• WRITTEN EXERCISE:
Return the lines of the material unchanged, from its first line through the line that has "top-left (0, 0), bottom-right (1355, 472)", including that line.

Annotated coordinate records:
Start

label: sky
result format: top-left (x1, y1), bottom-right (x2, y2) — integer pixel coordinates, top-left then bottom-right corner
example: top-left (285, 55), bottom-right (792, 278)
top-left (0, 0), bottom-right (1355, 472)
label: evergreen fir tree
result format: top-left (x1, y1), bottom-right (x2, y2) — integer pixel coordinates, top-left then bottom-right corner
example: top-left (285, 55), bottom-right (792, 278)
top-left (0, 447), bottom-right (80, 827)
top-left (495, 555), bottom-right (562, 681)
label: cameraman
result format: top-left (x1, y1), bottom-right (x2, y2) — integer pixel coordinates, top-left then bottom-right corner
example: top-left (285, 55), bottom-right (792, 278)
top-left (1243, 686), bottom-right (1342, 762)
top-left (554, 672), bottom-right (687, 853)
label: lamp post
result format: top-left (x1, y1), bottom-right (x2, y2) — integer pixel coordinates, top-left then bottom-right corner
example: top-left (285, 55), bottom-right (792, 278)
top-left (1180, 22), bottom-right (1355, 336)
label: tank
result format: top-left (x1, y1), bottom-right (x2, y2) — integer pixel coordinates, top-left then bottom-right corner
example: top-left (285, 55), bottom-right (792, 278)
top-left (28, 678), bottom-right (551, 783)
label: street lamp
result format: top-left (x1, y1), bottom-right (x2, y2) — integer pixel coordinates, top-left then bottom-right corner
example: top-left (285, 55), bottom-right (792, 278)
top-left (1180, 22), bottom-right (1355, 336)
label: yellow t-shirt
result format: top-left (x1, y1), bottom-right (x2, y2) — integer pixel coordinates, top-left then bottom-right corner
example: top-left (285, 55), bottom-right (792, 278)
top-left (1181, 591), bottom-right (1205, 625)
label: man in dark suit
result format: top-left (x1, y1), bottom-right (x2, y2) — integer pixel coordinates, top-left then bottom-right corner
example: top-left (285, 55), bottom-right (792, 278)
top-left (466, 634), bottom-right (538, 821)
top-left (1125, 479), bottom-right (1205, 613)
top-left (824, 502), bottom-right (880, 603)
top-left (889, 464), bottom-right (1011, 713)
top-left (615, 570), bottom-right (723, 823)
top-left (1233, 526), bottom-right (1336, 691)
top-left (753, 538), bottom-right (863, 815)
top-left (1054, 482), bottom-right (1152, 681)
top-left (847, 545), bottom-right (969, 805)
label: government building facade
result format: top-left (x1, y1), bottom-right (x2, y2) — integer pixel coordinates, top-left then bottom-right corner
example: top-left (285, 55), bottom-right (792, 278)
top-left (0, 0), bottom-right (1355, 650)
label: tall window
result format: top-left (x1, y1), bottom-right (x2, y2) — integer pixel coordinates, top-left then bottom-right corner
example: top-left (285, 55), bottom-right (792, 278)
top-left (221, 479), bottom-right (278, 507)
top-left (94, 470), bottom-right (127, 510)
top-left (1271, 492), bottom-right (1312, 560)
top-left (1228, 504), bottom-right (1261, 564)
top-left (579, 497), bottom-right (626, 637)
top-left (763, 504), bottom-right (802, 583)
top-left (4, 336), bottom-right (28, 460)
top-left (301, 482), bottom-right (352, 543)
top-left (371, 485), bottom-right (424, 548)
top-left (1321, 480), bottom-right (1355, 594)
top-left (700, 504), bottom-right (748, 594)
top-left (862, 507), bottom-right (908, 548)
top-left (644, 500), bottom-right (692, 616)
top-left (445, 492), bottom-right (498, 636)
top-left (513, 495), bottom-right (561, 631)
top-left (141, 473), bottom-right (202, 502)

End

• EXERCISE SOLUTION:
label: sky
result format: top-left (x1, y1), bottom-right (x2, y2) — integer pixel coordinates, top-left then bottom-right corner
example: top-left (285, 55), bottom-right (792, 278)
top-left (0, 0), bottom-right (1355, 472)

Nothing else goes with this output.